BEGIN Data shown
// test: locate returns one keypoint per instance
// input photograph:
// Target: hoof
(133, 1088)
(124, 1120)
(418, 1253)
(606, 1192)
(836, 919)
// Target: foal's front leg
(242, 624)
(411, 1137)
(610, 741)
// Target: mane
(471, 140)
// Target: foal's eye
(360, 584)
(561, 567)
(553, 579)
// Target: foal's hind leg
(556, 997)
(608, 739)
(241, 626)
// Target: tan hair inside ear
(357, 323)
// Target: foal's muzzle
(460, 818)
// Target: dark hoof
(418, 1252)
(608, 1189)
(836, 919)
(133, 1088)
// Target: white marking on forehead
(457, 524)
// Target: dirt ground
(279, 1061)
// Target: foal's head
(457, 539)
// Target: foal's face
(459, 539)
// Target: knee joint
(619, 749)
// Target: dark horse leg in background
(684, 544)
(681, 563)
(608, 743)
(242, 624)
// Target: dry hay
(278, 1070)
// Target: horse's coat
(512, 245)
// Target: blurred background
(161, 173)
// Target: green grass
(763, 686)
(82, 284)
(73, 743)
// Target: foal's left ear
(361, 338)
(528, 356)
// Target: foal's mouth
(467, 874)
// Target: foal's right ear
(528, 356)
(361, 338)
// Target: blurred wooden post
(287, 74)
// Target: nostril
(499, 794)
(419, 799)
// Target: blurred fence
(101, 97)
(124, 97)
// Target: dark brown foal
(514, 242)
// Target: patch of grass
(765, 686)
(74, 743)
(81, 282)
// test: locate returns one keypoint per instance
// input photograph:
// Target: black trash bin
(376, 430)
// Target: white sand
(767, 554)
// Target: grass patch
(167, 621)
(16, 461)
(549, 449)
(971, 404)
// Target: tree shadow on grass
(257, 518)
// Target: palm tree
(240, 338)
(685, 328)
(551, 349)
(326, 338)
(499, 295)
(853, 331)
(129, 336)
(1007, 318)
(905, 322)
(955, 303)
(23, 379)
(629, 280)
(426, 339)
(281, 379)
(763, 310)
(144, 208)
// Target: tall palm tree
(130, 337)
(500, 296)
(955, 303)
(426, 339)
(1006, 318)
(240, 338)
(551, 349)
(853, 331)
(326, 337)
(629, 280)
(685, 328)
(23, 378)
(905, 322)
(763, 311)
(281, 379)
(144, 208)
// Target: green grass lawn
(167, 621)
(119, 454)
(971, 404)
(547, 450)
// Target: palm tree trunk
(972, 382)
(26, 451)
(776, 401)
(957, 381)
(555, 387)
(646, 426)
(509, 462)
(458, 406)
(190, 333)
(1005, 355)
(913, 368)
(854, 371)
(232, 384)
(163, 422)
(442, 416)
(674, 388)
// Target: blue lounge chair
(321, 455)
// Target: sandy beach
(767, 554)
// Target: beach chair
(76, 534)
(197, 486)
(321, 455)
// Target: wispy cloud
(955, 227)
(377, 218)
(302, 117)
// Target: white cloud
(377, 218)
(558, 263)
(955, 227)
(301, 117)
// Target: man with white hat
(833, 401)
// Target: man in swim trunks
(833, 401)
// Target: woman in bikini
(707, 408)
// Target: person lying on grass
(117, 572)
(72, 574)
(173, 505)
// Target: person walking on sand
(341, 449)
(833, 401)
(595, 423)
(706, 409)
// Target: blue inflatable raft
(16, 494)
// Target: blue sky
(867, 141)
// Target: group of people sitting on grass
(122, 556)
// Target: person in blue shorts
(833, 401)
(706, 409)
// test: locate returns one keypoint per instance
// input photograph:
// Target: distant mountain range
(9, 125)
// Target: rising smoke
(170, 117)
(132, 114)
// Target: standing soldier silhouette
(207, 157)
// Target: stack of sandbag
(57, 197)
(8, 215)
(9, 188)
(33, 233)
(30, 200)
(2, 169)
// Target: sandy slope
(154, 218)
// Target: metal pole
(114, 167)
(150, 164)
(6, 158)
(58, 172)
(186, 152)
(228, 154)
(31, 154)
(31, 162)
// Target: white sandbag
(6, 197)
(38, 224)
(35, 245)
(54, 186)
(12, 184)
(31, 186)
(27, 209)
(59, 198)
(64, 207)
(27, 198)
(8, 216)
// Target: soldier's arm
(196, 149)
END Data shown
Task objective: Starting at the line that contains "palm tree trunk", copy each line exactly through the end of the listing above. Include that first line and the last one, and add nothing.

Answer to this exercise:
// Target: palm tree trunk
(972, 382)
(26, 451)
(776, 401)
(957, 381)
(555, 387)
(646, 426)
(509, 462)
(458, 406)
(190, 333)
(1005, 355)
(913, 368)
(854, 371)
(232, 384)
(163, 422)
(442, 416)
(674, 388)
// Target: blue lounge chair
(321, 455)
// Target: sandy beach
(767, 554)
// Target: beach chair
(76, 534)
(197, 486)
(321, 455)
// Target: wispy cloud
(955, 227)
(377, 218)
(302, 117)
// Target: white cloud
(377, 218)
(558, 263)
(955, 227)
(301, 117)
// Target: man with white hat
(833, 401)
// Target: man in swim trunks
(833, 401)
// Target: woman in bikini
(707, 408)
// Target: person lying on grass
(117, 572)
(72, 574)
(173, 505)
// Target: person walking on sand
(341, 449)
(833, 401)
(595, 423)
(706, 409)
// Target: blue inflatable raft
(16, 494)
// Target: blue sky
(867, 141)
// Target: group of people sitting on grass
(122, 556)
// Target: person in blue shorts
(833, 401)
(706, 409)
// test: locate returns one keypoint per instance
// input photograph:
// Target: distant mountain range
(9, 125)
// Target: rising smoke
(170, 117)
(132, 114)
// Target: standing soldier silhouette
(207, 157)
// Target: stack of sandbag
(57, 197)
(8, 215)
(9, 188)
(33, 233)
(30, 200)
(2, 169)
// Target: sandy slope
(154, 218)
// Target: metal pole
(114, 167)
(150, 164)
(6, 158)
(58, 172)
(186, 152)
(228, 154)
(31, 154)
(31, 162)
// Target: white sandbag
(6, 197)
(38, 224)
(35, 245)
(54, 186)
(12, 184)
(31, 186)
(27, 209)
(59, 198)
(64, 207)
(27, 198)
(8, 216)
// Target: soldier's arm
(196, 149)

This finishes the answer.